(Records shown)
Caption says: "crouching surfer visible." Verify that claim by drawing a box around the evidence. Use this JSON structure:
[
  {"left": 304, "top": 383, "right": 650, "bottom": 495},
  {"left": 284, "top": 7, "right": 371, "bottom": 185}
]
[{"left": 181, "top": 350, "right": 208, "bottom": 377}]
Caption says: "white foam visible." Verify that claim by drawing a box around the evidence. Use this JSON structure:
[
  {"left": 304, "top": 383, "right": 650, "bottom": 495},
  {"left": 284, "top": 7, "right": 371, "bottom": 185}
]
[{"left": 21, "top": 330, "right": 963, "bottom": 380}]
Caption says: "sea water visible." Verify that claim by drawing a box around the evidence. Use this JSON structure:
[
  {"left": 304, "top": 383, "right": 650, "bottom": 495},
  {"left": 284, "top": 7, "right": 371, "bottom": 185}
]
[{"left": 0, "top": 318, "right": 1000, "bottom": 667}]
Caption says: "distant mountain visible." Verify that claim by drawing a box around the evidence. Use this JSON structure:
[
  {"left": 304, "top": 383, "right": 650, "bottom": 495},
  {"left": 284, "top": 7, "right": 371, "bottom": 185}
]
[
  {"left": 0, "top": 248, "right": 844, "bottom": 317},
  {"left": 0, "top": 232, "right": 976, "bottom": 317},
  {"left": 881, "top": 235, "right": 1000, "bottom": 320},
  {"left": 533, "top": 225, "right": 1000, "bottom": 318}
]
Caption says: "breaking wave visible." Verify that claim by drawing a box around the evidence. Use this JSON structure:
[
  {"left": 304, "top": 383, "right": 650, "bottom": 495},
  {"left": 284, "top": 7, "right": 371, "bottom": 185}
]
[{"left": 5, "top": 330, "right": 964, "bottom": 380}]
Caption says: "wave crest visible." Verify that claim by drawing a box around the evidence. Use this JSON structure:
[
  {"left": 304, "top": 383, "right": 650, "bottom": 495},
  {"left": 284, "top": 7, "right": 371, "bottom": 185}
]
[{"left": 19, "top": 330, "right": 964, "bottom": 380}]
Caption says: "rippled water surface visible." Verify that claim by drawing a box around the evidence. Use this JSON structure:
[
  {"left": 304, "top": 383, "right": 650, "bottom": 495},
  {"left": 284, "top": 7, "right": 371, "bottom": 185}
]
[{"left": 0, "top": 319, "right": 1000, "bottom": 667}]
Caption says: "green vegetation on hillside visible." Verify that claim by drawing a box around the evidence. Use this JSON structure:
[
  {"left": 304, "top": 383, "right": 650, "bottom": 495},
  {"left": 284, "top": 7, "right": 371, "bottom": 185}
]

(Task)
Locate every line in the items above that contains the string "structure" and copy each one.

(Exercise output)
Caption says: "crouching surfer visible." Verify that claim by drawing a box around the evidence. Use this JSON structure:
Caption says: "white foam visible." Verify that claim by drawing a box around the evidence. Use this JSON structure:
Caption says: "sea water visible." Verify that claim by drawing a box around the evidence. Use this JSON structure:
Caption says: "distant mountain visible." Verify that claim by drawing a box around the evidence. Use this JSON structure:
Caption says: "breaking wave visible." Verify that claim by drawing a box around the evidence. Use this JSON structure:
Caption says: "wave crest visible." Verify that claim by drawing a box around the evidence. Use this JSON structure:
Caption says: "rippled water surface visible." Verify that claim by drawing a box around the evidence. Use this JSON structure:
Caption says: "green vegetation on hillside visible." Verify that claim by drawing a box around the evidence. Use this JSON structure:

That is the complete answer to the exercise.